— PROBLEM TO SOLVE —
Reproduce verbatim the lines of the material from the line containing "Where can you spot the stone pedestal?" through the end of the material, including both of these endpoints.

A series of records:

★ ★ ★ ★

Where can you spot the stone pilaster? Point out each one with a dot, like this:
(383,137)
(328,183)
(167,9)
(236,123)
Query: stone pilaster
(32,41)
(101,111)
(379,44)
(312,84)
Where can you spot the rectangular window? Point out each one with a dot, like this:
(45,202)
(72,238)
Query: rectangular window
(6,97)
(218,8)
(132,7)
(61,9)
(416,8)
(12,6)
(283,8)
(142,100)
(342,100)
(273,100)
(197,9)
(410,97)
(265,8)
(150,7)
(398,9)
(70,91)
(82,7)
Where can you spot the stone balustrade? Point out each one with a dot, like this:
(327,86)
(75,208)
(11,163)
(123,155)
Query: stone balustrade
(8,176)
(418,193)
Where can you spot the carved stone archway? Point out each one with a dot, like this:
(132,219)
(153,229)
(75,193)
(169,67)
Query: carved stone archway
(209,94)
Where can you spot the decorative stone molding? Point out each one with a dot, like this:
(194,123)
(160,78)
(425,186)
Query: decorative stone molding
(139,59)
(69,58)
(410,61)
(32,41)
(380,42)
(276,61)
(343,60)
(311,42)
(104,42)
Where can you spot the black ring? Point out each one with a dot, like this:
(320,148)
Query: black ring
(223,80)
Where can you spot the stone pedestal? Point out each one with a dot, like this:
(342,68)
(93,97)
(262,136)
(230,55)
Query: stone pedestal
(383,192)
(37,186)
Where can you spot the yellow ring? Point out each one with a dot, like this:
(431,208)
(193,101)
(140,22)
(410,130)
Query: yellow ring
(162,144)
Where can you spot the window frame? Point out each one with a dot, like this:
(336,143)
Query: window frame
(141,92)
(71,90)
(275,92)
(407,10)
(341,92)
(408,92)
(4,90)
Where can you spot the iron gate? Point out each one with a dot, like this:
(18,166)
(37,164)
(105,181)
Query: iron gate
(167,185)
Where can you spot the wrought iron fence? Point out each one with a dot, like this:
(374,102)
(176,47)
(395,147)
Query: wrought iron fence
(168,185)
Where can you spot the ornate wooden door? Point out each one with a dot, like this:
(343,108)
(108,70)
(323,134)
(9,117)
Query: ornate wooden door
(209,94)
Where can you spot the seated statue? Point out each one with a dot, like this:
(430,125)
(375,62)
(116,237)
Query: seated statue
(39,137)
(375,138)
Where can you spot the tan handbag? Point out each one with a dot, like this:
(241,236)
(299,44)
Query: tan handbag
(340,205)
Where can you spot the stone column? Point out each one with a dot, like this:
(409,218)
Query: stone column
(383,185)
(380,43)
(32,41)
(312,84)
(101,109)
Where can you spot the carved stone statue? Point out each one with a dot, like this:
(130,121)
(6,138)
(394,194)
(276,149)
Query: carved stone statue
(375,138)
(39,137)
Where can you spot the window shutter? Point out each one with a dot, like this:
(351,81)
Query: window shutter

★ ★ ★ ★

— OUTPUT FOR THIS TASK —
Where can you spot the stone pedestal? Point out each one with a dot, like this:
(342,68)
(93,97)
(262,136)
(230,55)
Query: stone pedestal
(383,192)
(37,186)
Where can you spot the yellow ring? Point out each one with a dot, like this:
(431,208)
(193,101)
(140,22)
(410,130)
Query: yellow ring
(162,144)
Where can you spot the window frame? Point out each one with a dot, like this:
(336,143)
Query: window frame
(141,92)
(71,90)
(275,92)
(407,10)
(341,92)
(408,92)
(4,90)
Where can you spot the iron gate? Point out each one with a dot, like this:
(18,166)
(37,164)
(105,181)
Query: iron gate
(167,185)
Where can you spot the wrought iron fence? Point out each one with a dot, like this:
(374,102)
(176,47)
(395,147)
Query: wrought iron fence
(168,185)
Where can you spot the ornate wooden door? Point out each one with a dot, like this:
(343,108)
(108,70)
(323,134)
(9,117)
Query: ornate wooden door
(209,94)
Where can you spot the seated statue? Point out each one with a dot, like this:
(430,125)
(375,62)
(116,237)
Query: seated statue
(39,137)
(375,138)
Where can you spot the tan handbag? Point out each one with a dot, like this:
(241,236)
(299,44)
Query: tan handbag
(340,205)
Where can you spot the stone column? Point out each one with a dot, like this:
(409,218)
Query: stone column
(383,185)
(380,43)
(32,41)
(312,84)
(101,109)
Where can you spot the carved stone statue? Point out each one with a dot, like this:
(130,121)
(6,138)
(394,194)
(276,149)
Query: carved stone statue
(375,138)
(39,137)
Where can you spot the window shutter? Point out each one with a dot, like this:
(351,81)
Query: window shutter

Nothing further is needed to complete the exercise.